## [Set problem]
Without including any pictures, write out the listing below exactly.

Entries from a point annotation set
>>>
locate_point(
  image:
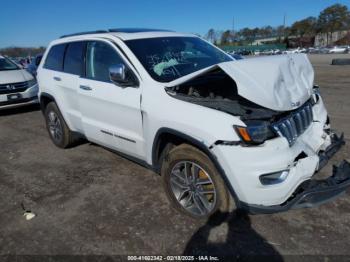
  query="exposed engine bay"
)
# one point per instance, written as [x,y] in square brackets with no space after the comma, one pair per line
[217,90]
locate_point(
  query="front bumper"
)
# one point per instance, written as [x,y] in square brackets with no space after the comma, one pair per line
[313,192]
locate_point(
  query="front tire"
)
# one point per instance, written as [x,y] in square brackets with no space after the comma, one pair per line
[58,130]
[193,184]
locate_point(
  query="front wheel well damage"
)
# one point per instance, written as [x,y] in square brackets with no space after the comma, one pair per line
[164,142]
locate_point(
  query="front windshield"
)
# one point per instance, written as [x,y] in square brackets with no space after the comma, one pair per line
[168,58]
[7,64]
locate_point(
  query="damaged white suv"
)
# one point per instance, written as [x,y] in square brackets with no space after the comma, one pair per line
[222,133]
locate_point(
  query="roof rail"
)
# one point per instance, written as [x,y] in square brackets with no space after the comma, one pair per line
[86,33]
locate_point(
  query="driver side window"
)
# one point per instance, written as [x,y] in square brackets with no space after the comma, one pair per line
[99,57]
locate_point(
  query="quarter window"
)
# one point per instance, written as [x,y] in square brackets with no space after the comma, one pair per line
[54,60]
[99,58]
[73,61]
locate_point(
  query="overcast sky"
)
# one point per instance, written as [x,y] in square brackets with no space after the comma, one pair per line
[37,22]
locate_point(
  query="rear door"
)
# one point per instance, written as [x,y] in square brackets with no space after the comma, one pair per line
[111,114]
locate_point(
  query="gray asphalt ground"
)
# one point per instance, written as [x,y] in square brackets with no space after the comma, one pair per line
[91,201]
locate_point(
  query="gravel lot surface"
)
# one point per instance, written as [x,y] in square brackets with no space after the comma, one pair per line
[91,201]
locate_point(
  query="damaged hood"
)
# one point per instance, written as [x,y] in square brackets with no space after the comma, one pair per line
[281,83]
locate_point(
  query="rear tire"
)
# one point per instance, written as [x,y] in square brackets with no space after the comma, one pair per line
[58,130]
[193,184]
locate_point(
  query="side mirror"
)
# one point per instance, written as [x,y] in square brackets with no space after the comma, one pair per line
[121,76]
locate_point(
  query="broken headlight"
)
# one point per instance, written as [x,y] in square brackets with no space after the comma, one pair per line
[256,132]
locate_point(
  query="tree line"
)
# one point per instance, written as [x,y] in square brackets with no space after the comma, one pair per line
[331,19]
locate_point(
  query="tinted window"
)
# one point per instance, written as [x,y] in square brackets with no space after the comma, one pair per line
[73,60]
[54,60]
[99,57]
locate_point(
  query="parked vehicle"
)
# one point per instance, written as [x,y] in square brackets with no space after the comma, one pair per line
[222,133]
[17,86]
[33,66]
[338,50]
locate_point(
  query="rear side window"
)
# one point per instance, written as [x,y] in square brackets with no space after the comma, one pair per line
[54,60]
[73,61]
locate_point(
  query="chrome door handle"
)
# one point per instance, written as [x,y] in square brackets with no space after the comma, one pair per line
[87,88]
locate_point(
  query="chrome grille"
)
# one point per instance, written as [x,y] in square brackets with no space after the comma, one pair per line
[292,126]
[13,87]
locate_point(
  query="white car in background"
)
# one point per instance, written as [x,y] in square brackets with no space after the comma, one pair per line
[338,50]
[17,86]
[249,133]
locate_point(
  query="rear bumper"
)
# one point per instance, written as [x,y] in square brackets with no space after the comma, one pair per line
[313,192]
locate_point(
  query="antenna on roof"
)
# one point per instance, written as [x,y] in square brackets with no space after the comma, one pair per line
[86,33]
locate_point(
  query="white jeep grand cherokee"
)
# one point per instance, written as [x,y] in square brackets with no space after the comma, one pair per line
[222,133]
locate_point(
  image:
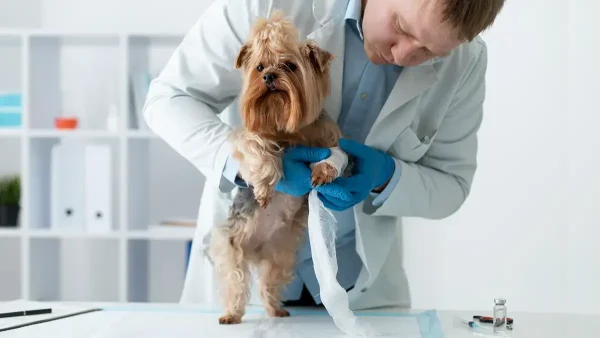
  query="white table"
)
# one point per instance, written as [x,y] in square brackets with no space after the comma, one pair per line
[174,321]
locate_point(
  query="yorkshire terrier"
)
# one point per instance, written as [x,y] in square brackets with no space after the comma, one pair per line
[285,83]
<<<
## [Complete response]
locate_point(
  image:
  query="exposed engine bay"
)
# one point per instance, written as [x,y] in square brackets with no space after the comma, one pair per line
[217,90]
locate_point(
  query="front bumper"
)
# one point per instance, written as [x,y] in square brackets with no space after the comma, one pair per line
[313,192]
locate_point(
  query="front tire"
)
# one point per instance, written as [x,y] in square brackets with no space after the comma, one pair per line
[58,130]
[193,184]
locate_point(
  query="front wheel well damage"
)
# one point per instance, written as [x,y] in square brackets with no space after the comma, one pair per line
[164,142]
locate_point(
  query="front windshield"
)
# one point per instance, written as [x,y] in square brackets with no space after the comma, one pair per line
[168,58]
[7,64]
locate_point(
  query="damaged white suv"
)
# one point per instance, written as [x,y] in square brackets with no space after the comma, one pair per line
[222,133]
locate_point(
  query="roof rail"
)
# one point per instance, written as [x,y] in square brackets with no space after the comma, one pair per line
[86,33]
locate_point(
  query="driver side window"
)
# one point per instance, written as [x,y] in square brackets with no space after the comma, one pair per line
[99,57]
locate_point(
  query="quarter window"
)
# one point per instance, written as [x,y] in square brackets with no space after the comma, one pair per line
[54,60]
[99,58]
[73,61]
locate_point(
  query="overcast sky"
)
# one point per instance, written as [x,y] in square brackets with no space after the comma, one pair per line
[37,22]
locate_point(
  query="rear door"
)
# one point per instance, written as [x,y] in square brackets with no space after the comma, one pair per line
[111,114]
locate_point(
  query="gray asphalt ground"
)
# one point per instance, written as [x,y] in square brackets with no space after the comma, one pair per line
[91,201]
locate_point(
  query="gravel lot surface"
)
# one point per instance, written as [x,y] in square brackets with no space after the comma, one pair per line
[91,201]
locate_point(
  query="damaged hood"
)
# one point per instance, written as [x,y] in square brackets with no space after the comma, one pair per line
[281,83]
locate_point(
  query="rear tire"
)
# one point per instance, written as [x,y] in square brackets with no space after the comma, one pair per line
[58,130]
[193,184]
locate_point(
  query="side mirror"
)
# one point per instance, written as [x,y] in square brackets with no space after the comma, one pair per line
[121,76]
locate_point(
  query="broken headlight"
)
# one point per instance, written as [x,y] in square brackets with no space after the comma, one pair per line
[256,132]
locate_point(
  query="tree line"
)
# one point per instance, written as [x,y] in square brackets with no space after the comma, one pair per line
[331,19]
locate_point(
  query="tinted window"
)
# one point per instance, written as [x,y] in square brackets with no space after the comma, one pair per line
[73,60]
[54,60]
[99,57]
locate_point(
  query="parked vehicle"
)
# one point per instance, written as [x,y] in square brackets with no space after the comma, one pair per line
[222,133]
[17,86]
[33,66]
[338,50]
locate_point(
  query="rear side window"
)
# one point per instance, written as [x,y] in square brackets with no space after the comma, one pair per line
[54,60]
[73,61]
locate_point(
  query="chrome door handle"
)
# one point per instance, written as [x,y] in square brackets with no space after the comma, one pair per line
[87,88]
locate_point(
  query="chrome grille"
)
# one point per instance, written as [x,y] in square brackets with no space after the comma, one pair per line
[292,126]
[13,87]
locate_point(
  query="white car in background"
)
# one point per instance, written as [x,y] in square brackets with no space after the comma, one pair per line
[338,50]
[17,86]
[249,133]
locate_point(
  query="rear bumper"
)
# one point per instance, written as [x,y] in square brackets with no space after the comma, one pair per line
[313,192]
locate_point(
  query="antenna on roof"
)
# one point per instance, written as [x,y] in square brackets with no space after the comma, one pair per line
[86,33]
locate_point(
  query="white jeep grand cherokee"
)
# one point per instance, written as [x,y] in square brackets with no space after the comma, one pair per line
[222,133]
locate_point(
  image:
  query="white table"
)
# one point per instance, written as [x,y] in square brackets with no space after the comma, one pair per line
[174,321]
locate_point(
  query="yorkshire terrier"
)
# one point per instance, written as [x,y] in square brackets with no space after the comma, one pair per line
[285,83]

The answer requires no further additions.